Exercise goal: Your answer is a copy of every line in the records where "shirt" appears.

=== Begin Enclosure ===

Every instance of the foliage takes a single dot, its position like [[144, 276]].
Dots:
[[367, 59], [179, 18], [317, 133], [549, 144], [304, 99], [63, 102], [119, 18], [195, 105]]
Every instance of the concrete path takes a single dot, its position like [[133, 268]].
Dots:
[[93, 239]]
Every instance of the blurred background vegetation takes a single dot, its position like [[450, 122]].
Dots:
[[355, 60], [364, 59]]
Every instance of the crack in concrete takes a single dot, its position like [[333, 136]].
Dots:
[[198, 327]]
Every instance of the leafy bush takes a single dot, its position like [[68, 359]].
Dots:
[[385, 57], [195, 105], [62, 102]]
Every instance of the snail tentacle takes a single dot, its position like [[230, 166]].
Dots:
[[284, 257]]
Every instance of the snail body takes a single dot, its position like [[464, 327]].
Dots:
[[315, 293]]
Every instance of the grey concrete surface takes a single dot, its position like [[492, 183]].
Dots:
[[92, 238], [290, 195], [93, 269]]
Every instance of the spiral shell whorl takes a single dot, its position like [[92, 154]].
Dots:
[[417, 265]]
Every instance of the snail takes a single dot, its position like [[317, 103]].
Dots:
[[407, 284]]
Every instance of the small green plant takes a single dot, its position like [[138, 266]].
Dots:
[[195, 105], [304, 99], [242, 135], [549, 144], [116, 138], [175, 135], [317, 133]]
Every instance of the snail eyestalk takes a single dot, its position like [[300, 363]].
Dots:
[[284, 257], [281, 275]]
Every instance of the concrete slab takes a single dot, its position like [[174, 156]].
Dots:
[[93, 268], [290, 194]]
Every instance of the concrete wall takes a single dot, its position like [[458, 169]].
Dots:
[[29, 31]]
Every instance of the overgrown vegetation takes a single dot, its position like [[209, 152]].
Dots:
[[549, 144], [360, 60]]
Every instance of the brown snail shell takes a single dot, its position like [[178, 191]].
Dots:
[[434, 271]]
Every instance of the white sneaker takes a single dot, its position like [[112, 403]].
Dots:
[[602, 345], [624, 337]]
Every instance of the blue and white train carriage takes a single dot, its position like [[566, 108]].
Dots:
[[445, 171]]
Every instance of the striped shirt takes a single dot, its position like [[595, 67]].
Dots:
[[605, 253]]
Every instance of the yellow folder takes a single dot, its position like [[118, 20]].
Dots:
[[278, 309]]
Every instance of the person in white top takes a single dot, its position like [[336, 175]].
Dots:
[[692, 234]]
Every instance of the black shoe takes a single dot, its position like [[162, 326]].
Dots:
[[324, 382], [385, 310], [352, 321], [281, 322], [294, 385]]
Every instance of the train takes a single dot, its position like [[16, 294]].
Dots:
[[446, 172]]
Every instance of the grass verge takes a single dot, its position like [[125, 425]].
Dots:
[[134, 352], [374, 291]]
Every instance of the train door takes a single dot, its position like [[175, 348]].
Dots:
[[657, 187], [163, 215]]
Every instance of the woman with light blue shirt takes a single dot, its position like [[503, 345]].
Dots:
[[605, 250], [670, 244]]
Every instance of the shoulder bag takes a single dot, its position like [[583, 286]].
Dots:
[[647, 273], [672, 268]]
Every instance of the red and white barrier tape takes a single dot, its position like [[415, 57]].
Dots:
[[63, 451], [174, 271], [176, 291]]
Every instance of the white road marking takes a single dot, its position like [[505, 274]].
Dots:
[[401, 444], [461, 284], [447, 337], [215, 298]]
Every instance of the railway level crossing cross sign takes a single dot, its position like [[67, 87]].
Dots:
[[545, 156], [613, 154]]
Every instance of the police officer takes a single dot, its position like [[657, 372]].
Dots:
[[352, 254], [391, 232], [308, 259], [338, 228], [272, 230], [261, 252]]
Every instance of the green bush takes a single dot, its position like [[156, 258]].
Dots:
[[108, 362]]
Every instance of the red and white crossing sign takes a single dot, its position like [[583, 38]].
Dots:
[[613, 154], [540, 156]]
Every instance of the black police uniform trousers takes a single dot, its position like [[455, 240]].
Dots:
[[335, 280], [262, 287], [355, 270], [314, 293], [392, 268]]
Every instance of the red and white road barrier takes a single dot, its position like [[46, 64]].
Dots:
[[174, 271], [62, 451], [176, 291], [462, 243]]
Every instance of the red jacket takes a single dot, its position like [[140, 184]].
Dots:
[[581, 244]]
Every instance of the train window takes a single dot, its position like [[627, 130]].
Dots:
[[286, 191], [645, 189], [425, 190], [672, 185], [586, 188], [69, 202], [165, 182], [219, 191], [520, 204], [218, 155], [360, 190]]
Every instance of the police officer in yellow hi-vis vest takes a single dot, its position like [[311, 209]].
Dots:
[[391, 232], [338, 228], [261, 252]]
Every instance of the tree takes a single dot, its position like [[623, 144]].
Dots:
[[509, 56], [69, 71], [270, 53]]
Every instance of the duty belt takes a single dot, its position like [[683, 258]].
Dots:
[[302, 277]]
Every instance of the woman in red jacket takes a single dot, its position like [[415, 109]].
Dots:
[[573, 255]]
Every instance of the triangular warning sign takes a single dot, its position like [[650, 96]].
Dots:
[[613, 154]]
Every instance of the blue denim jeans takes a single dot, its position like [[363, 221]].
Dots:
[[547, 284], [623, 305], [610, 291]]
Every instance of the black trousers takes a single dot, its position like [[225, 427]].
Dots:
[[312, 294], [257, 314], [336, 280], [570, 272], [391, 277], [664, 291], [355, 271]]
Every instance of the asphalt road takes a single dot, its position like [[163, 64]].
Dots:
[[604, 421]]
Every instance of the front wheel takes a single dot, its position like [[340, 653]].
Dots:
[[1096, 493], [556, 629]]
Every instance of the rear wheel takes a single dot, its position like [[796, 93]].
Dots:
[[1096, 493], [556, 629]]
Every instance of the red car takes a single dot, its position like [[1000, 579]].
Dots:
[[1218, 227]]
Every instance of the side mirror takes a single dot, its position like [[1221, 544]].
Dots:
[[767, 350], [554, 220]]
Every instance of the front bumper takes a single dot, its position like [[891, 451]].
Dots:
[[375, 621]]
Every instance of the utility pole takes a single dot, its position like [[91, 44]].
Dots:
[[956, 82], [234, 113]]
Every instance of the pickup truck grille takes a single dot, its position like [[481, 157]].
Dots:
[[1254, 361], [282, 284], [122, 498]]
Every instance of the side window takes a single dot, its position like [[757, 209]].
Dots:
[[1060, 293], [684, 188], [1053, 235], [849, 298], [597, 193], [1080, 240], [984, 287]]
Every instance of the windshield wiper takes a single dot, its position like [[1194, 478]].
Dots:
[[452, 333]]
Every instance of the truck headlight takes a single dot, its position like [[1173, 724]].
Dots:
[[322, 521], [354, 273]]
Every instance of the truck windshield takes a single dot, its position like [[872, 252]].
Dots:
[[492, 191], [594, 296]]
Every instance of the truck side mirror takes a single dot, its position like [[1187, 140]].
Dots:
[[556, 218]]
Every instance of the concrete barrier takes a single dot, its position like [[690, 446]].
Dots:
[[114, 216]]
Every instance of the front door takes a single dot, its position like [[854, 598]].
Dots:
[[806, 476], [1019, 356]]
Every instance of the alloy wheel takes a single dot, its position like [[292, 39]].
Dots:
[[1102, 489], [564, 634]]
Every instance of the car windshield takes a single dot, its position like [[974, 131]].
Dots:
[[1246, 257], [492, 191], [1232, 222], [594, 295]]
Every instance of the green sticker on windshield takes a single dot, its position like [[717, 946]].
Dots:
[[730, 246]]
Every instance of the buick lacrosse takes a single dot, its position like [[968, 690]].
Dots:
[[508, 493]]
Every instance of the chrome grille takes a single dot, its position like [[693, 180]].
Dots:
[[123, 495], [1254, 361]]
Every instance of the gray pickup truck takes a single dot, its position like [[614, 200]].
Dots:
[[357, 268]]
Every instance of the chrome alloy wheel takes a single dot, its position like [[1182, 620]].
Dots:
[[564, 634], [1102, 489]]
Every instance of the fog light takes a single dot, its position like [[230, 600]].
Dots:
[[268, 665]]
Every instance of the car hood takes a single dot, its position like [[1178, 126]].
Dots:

=== End Enclosure ===

Answer space:
Every instance of the striped shirt takes a single dot, its position like [[595, 67]].
Every instance of the woman with light blue shirt takes a single dot, its position like [[503, 345]].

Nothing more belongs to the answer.